Ejercicios y tareas ::
[A] En el texto sobre López Obrador y el sistema político mexicano, ¿qué gobernante de la historia de México acumuló más poder que él?
[B] Prosigue el texto sobre López Obrador y el sistema político mexicano a partir de su última oración.

Sección de texto ::
□ □ □ □ □ □ □

Al margen de los asuntos económicos, delegados en los tecnócratas de su Gobierno, y de la política exterior, sobre la que confiesa no es ningún especialista, sus esfuerzos se concentran prioritariamente en dos objetivos: la lucha contra la corrupción y contra la oleada de violencia que desde hace sexenios no ha hecho sino crecer en el país. Dos cuestiones que no han de resolverse de la noche a la mañana y que demandan una convicción y un coraje en la acción política de primer orden. López Obrador es el presidente que más poder ha acumulado a lo largo de la historia de México, con la sola excepción de Porfirio Díaz. Pero este terminó sus días en el exilio, mientras que la reforma que persigue el actual ocupante de la Silla del Águila encarna los deseos y las aspiraciones de una enorme multitud de ciudadanos mexicanos por encima de ideologías y aun de clases sociales.

No conviene menospreciar sin embargo las fortalezas del sistema político mexicano que nació de la revolución de octubre y plasmó su identidad en la Constitución de 1917. Hace ya décadas, en ocasión de unas críticas que yo mismo hice sobre las carencias democráticas del PRI, el profesor Maurice Duverger, respetado intelectual de la época como experto analista de los sistemas constitucionales, me hizo una observación que permitía contemplar el escenario desde otro punto de vista. “En México no hay auténtica democracia —señaló entonces—, como prácticamente en ninguna de las repúblicas de América Latina. Pero es preciso reconocer el valor de la estabilidad de su régimen, el único de toda la región que en más de 60 años no ha padecido un solo golpe de Estado”. El precio de la estabilidad fue la ausencia de libertad en un régimen que mantenía formalidades democráticas. Tras la aventura del comandante Marcos en Chiapas hubo un paso adelante encabezado por el presidente Zedillo, al que su partido nunca perdonó que convocara elecciones auténticamente libres al final de su mandato. Permitió así que el principal partido de la oposición llegara al poder. Después fracasaron todos los intentos de incorporación del sistema a la democracia del siglo XXI. Corrupción y violencia han mancillado el desempeño de un país que en muchos aspectos es ya una potencia y cuyas virtudes y éxitos contrastan con la desigualdad social y la exclusión que padecen millones de ciudadanos.

□ □ □ □ □ □ □

Datos en bruto ::
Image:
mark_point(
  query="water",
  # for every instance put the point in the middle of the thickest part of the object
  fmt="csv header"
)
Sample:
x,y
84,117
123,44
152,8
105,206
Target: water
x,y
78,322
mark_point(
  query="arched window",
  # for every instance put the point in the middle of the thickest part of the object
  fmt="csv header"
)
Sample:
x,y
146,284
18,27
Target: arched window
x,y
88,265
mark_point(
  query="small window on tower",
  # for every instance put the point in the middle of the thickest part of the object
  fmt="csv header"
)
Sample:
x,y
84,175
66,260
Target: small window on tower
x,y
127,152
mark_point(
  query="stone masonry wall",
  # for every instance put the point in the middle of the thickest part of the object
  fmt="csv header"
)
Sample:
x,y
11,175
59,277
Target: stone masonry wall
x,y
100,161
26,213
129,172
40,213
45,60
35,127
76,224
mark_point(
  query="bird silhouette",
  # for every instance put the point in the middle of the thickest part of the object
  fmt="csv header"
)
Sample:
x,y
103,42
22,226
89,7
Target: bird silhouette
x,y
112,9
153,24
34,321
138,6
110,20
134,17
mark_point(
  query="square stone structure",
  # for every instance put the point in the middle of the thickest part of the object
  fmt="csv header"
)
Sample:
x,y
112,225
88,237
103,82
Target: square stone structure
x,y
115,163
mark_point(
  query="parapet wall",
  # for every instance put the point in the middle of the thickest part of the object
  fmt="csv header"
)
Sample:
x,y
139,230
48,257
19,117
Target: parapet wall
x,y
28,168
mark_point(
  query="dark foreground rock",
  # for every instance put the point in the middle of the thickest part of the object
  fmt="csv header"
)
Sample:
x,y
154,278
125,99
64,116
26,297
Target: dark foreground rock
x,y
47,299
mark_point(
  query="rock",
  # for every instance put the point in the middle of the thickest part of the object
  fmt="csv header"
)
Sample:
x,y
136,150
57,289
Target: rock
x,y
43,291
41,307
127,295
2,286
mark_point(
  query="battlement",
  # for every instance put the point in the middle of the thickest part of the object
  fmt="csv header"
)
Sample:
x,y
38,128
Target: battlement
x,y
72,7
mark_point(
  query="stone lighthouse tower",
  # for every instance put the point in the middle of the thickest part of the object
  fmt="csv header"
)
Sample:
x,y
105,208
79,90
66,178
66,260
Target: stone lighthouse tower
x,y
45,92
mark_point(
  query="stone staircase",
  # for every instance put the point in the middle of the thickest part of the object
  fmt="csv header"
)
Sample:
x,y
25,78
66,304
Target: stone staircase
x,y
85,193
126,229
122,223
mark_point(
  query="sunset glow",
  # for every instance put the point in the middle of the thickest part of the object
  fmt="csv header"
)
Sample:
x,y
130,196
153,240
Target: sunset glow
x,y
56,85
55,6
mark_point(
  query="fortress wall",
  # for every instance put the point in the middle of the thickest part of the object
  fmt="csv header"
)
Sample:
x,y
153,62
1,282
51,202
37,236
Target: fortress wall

□ □ □ □ □ □ □

Las respuestas ::
[A] Porfirio Díaz.

[B]
López Obrador es una consecuencia de dicha realidad que tantos se han empeñado en despreciar durante tanto tiempo. Abandera las promesas de construir una democracia social avanzada. Su práctica política está teñida de populismo y la verbosidad de que hace gala linda en ocasiones con la demagogia. Pero no es un advenedizo al poder ni un revolucionario al uso. Fue un buen alcalde de la Ciudad de México, en donde ya ensayó algunas fórmulas políticas que utiliza en la actualidad, como las ruedas de prensa mañaneras. También un correoso candidato a la presidencia en repetidas ocasiones, con lo que podría escribir mejor que ningún otro presidente de cualquier país el verdadero manual de resistencia. Por lo demás hasta sus más fieros enemigos reconocen que es honesto a carta cabal, lo que de por sí es una cualidad no tan frecuente en la azarosa clase política mexicana. La regeneración que persigue es más que un eslogan y se centra en proyectos legislativos concretos que merecen apoyo, aunque cuentan con la ventaja de que las cámaras están controladas mayoritariamente por el movimiento que le ha llevado a presidir el Ejecutivo. Su propósito es que la lucha sin cuartel contra la corrupción no se convierta en una vendetta contra sus predecesores en el cargo sino en un punto final que permita mirar adelante. Pero para que algo así surta un efecto regenerador es preciso antes conocer la verdad de lo sucedido. La memoria histórica en el México de hoy concierne sobre todo a la aclaración de homicidios que en el pasado reciente fueron permitidos o incluso promovidos por determinados poderes públicos; también saldrán a la luz coimas y sobornos que algunas empresas realizaron a cambio de concesiones del poder. Eso justifica el miedo de quienes pretenden argumentar con ideologías la simple y llana vulneración de la ley.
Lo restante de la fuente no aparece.